(Beginning of SOURCE MATERIAL)

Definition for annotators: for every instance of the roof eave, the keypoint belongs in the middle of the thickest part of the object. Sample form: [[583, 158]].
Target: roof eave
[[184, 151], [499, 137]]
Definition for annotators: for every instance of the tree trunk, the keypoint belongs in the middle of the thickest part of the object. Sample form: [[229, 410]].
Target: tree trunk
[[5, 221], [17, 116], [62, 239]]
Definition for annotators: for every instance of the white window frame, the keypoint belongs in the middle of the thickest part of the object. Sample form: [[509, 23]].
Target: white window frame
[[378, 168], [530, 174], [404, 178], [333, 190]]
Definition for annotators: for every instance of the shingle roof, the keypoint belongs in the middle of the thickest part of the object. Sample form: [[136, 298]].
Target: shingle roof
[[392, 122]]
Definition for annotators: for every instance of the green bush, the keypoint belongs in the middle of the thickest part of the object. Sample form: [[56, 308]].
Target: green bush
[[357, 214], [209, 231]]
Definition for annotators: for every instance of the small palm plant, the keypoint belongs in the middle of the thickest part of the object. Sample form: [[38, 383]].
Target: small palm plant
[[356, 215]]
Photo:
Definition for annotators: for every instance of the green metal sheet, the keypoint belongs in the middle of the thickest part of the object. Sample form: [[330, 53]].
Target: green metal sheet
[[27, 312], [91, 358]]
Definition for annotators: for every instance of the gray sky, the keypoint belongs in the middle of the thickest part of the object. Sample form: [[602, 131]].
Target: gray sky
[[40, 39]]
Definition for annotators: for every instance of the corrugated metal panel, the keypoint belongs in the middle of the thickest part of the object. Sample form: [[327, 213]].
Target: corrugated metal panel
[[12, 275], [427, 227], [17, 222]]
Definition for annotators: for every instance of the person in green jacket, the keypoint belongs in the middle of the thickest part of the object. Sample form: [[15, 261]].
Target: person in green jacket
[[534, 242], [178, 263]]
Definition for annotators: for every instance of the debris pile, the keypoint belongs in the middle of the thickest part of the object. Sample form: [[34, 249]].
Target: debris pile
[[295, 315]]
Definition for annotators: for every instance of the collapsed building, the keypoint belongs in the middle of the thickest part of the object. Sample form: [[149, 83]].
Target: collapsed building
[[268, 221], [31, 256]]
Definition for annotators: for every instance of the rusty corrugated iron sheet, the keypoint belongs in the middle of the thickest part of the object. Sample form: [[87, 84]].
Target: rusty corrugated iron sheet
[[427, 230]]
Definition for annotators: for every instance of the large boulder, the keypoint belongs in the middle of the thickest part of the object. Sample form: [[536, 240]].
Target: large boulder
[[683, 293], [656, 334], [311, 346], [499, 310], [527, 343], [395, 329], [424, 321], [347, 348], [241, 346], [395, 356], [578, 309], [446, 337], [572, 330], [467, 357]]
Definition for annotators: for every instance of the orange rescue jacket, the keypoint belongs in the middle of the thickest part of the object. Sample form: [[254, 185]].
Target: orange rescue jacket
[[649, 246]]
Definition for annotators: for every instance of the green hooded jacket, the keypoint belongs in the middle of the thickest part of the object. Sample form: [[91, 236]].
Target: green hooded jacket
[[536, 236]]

(End of SOURCE MATERIAL)

- [WORK REQUEST]:
Go through the records from the first line and copy each one exactly, ending after the line that contains "form: [[56, 308]].". Give nothing else.

- [RESPONSE]:
Definition for annotators: for every instance of the roof eave, the keypoint belongs in the middle of the thickest part of the object. Sample form: [[583, 158]].
Target: roof eave
[[184, 151], [499, 137]]
Definition for annotators: for every instance of the tree trunk, the keypoint belongs in the middle of the thickest part of the object. Sample form: [[229, 410]].
Target: tree trunk
[[5, 221], [17, 116], [62, 239]]
Definition for annotators: for every instance of the white window frame, the keypoint belongs in the middle of the thickest part of the object. Sample form: [[509, 23]].
Target: white window frame
[[378, 168], [530, 174], [404, 178], [333, 190]]
Definition for annotators: for every instance of the shingle roof, the keypoint belongs in the middle of the thickest part of the object. Sample form: [[136, 298]].
Target: shingle roof
[[392, 122]]
Definition for annotators: for every instance of the green bush, the keypoint belongs in the middle of the thickest part of the object. Sample form: [[56, 308]].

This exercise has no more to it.